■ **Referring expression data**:

*** Begin section ***

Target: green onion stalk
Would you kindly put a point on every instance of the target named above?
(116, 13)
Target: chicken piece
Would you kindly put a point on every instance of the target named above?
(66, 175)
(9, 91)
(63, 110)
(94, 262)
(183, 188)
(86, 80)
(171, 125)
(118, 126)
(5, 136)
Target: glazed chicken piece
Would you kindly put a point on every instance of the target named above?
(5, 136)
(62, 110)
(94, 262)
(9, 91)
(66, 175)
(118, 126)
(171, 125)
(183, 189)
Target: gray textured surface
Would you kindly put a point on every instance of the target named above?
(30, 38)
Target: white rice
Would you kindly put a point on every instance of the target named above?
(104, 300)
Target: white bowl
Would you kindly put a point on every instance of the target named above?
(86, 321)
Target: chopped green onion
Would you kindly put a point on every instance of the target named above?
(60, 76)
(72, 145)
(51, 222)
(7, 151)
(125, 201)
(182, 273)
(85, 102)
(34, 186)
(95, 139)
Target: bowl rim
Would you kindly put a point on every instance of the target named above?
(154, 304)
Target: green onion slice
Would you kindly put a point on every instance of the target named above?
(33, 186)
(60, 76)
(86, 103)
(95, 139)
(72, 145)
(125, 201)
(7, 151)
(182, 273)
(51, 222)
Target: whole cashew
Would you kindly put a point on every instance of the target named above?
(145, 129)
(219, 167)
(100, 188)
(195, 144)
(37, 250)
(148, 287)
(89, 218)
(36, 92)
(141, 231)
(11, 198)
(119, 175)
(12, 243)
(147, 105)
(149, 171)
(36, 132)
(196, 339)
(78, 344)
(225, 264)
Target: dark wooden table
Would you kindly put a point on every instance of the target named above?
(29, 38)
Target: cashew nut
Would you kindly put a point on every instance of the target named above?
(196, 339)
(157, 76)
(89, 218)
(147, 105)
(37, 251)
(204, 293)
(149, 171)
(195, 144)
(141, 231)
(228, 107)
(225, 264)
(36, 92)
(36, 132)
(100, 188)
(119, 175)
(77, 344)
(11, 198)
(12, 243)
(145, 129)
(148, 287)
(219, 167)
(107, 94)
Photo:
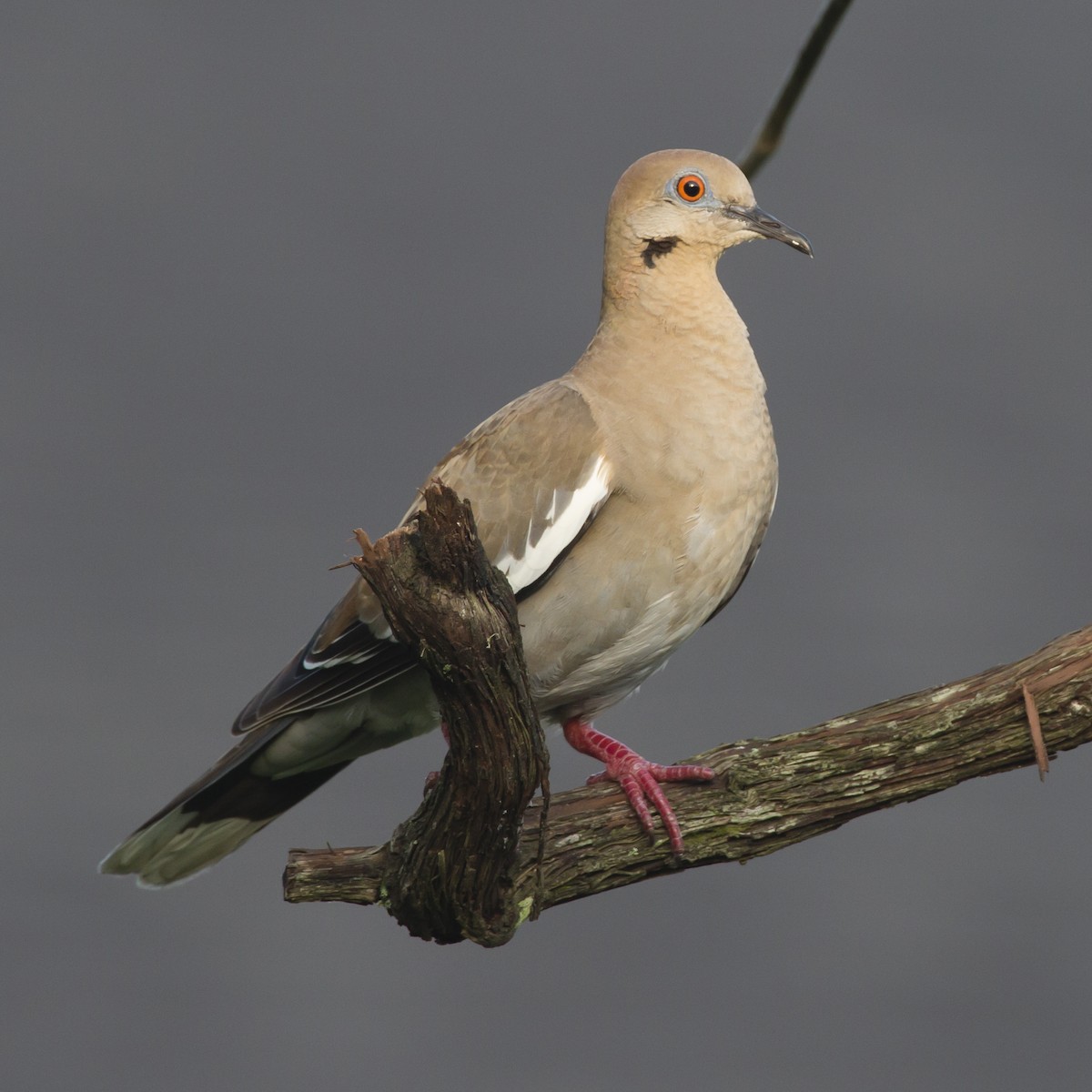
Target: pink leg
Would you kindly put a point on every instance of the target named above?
(638, 778)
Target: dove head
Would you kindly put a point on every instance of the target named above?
(687, 206)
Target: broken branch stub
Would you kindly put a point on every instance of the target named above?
(449, 869)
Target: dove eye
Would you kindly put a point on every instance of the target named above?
(691, 188)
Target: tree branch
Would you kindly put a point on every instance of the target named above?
(768, 137)
(769, 793)
(448, 869)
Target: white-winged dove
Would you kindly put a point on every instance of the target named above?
(625, 502)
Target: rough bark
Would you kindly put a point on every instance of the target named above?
(465, 867)
(448, 869)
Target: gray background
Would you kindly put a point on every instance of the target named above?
(265, 263)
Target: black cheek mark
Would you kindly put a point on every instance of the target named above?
(656, 248)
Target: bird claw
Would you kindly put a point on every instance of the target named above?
(639, 779)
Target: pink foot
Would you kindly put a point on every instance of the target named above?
(638, 778)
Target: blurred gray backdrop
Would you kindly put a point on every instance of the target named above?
(263, 263)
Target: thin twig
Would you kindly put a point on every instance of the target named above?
(1036, 729)
(769, 136)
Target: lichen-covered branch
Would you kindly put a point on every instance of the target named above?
(769, 794)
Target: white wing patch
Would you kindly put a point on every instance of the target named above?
(563, 520)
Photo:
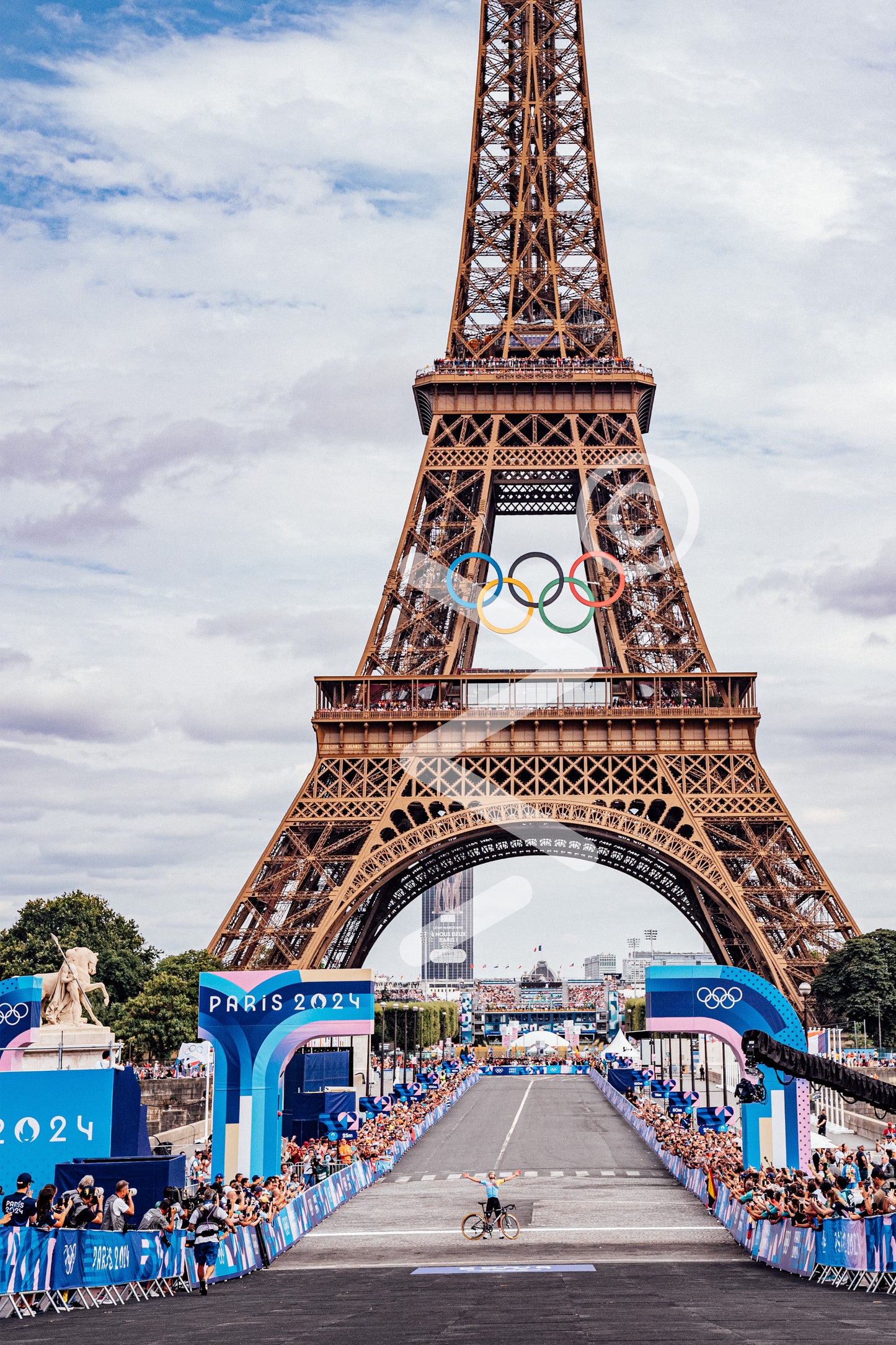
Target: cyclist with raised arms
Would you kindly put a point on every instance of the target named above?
(492, 1182)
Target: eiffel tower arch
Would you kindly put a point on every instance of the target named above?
(647, 764)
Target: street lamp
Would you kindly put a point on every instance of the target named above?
(805, 990)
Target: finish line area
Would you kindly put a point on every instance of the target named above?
(611, 1248)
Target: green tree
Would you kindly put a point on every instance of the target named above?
(859, 980)
(79, 920)
(167, 1009)
(433, 1021)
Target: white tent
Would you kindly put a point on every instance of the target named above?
(621, 1047)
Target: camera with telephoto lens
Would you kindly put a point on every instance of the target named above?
(748, 1091)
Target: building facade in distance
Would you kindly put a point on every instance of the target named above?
(448, 930)
(601, 965)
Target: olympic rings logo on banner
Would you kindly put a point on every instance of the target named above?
(715, 998)
(528, 602)
(11, 1014)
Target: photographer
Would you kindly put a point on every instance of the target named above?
(160, 1219)
(120, 1208)
(20, 1208)
(206, 1226)
(85, 1208)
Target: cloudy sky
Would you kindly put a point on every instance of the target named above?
(230, 236)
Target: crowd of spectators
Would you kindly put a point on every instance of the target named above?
(379, 1133)
(586, 997)
(841, 1182)
(171, 1070)
(531, 998)
(495, 997)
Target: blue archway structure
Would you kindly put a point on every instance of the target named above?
(724, 1003)
(255, 1021)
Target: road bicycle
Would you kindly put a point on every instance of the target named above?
(477, 1226)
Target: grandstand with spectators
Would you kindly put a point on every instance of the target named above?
(539, 1003)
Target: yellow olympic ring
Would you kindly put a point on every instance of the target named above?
(504, 630)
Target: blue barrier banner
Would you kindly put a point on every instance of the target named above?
(27, 1254)
(66, 1259)
(797, 1253)
(147, 1251)
(238, 1254)
(107, 1259)
(841, 1242)
(880, 1243)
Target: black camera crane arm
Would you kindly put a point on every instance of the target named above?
(762, 1050)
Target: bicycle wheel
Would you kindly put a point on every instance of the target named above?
(473, 1227)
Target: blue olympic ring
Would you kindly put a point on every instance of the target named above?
(471, 556)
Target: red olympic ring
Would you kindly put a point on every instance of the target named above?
(602, 556)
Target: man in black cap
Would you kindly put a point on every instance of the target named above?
(19, 1208)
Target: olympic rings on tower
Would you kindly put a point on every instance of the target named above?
(528, 601)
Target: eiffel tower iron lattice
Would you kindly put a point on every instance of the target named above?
(648, 764)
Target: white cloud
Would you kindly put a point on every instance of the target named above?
(231, 256)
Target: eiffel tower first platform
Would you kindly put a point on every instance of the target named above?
(647, 764)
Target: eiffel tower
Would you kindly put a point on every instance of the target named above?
(426, 767)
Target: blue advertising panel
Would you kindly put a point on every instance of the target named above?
(19, 1019)
(724, 1003)
(50, 1117)
(257, 1020)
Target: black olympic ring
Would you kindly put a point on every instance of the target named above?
(542, 556)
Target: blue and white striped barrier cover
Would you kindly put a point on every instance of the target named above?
(868, 1244)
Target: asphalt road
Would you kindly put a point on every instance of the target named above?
(642, 1261)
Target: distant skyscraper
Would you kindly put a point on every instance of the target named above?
(448, 930)
(600, 965)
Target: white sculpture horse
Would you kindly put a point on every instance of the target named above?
(65, 991)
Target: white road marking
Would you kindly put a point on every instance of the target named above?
(515, 1121)
(572, 1228)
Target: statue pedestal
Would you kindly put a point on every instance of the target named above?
(71, 1047)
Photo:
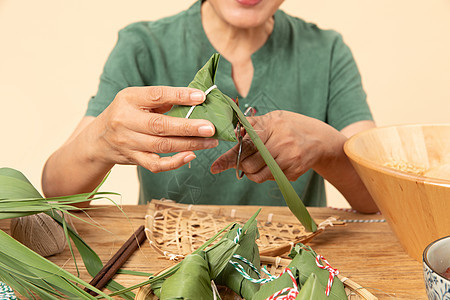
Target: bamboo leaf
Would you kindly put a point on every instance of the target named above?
(39, 267)
(224, 113)
(293, 201)
(271, 287)
(191, 281)
(303, 258)
(215, 108)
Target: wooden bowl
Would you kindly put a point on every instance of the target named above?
(406, 169)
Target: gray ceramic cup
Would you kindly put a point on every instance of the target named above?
(436, 259)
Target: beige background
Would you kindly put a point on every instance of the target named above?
(52, 53)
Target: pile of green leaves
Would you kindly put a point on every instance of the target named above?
(27, 272)
(223, 112)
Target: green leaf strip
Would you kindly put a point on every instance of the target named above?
(293, 201)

*** End section ***

■ **PROBLEM REQUIREMENTS**: Both the line above containing "Target: thin twig" and the line containing "Target: cyclist with raised arms" belong in the copy, along with every line between them; print these exactly and omit the pictures.

■ **RESPONSE AREA**:
Target: thin twig
Would you kindly put a point on every instance of the target named above?
(1036, 729)
(769, 136)
Target: lichen-covered branch
Would you kindly put a point on every instance of the target named above?
(769, 794)
Target: white wing patch
Would you kindly put a point on every instance of the target named above?
(563, 520)
Photo:
Target: cyclist with raised arms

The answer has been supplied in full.